The legal definition of probate is “a court-supervised process for identifying and gathering the assets of a deceased person (decedent), paying the decedent’s debts, and distributing the decedent’s assets to his or her beneficiaries.” I find that most people who ask to have probate consultations were not aware that they even needed to be involved in a probate. The most common statement made by most individuals who consult with me is “well I have a power of attorney, so I do not have to go through the probate process.” A power of attorney ceases to exist the moment the individual giving the power has died. What this means is that the power of attorney dies with the person who gave the power. Probate is a legal process only available for the estate of individuals who have died.
Simply because an individual has died does not mean that they qualify for the probate process. Typically, probate is the process in which assets and debts are administered. If the individual did not have any assets, then it is very unlikely that a probate case would even have to be filed with the court. Most of the time if an individual only had debts then those obligations die with that person. If there are no assets, then the creditors have no recourse. There may be exceptions to this and that is why it is always important to seek legal counsel when it comes to these matters. When a person dies and has few assets then the estate may benefit from simply having a Summary Administration file. This is an abbreviated version of a formal probate.

> **Required task**:
Extend the passage on probate, picking up after its final sentence. The data that follows comes from a different source than the text about probate.

> **Data provided**:
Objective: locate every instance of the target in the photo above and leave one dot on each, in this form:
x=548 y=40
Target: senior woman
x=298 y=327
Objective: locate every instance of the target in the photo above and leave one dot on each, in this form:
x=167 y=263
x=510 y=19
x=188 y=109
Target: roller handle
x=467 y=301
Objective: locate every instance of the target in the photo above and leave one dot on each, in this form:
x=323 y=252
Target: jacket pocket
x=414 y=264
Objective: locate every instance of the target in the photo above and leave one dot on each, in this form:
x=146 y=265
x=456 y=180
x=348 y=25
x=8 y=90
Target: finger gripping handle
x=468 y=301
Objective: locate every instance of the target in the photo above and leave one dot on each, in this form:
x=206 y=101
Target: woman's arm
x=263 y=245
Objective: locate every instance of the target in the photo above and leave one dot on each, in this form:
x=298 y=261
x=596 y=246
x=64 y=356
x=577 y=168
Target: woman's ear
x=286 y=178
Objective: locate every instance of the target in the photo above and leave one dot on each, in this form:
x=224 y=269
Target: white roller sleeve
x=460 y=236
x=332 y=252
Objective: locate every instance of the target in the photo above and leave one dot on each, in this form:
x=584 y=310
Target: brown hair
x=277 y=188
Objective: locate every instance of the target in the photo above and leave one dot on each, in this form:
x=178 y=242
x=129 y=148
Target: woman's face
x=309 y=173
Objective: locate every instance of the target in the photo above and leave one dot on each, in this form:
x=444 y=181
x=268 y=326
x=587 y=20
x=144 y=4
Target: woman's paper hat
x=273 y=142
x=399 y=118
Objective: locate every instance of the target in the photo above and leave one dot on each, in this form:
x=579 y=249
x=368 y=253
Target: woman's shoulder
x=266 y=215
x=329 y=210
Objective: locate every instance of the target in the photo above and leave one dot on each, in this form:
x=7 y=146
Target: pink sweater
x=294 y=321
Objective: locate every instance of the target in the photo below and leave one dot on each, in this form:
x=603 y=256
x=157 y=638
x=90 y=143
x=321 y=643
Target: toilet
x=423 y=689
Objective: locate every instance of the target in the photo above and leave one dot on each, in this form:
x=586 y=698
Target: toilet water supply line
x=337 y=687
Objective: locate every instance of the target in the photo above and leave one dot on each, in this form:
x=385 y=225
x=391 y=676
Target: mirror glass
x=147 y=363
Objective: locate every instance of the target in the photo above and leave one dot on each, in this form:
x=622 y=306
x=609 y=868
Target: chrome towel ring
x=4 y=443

> **Output for this exercise**:
A formal probate is when you open a probate case for someone who had substantial assets. If an estate is worth more than 75k then it generally qualifies for formal administration. Through the probate process, many things are determined and set the pace of the process. One of the most important facts to remember is if the decedent died with a Last Will and Testament (Testate) or without a Last Will and Testament (intestate). If a person dies with a Last Will and Testament then essentially the decedent has left a set of instructions for everyone to follow. The Last Will and Testament (if done in compliance with Florida law) will designate a person to be the executor/executrix of the estate. This person will then follow the last wishes of the decent and administer the estate according to the instructions left in the last will and testament. If a person dies without a last will and testament then Florida law dictates who is designated the “person in charge” also known as the personal representative. This person will then have to adhere to what the Florida Probate Code says must be done. Florida law states who will get to be in charge, who will inherit and who will be paid based on priority. Often we find that intestate succession is not what the decedent intended. However, since there was no last will and testament then Florida law prevails.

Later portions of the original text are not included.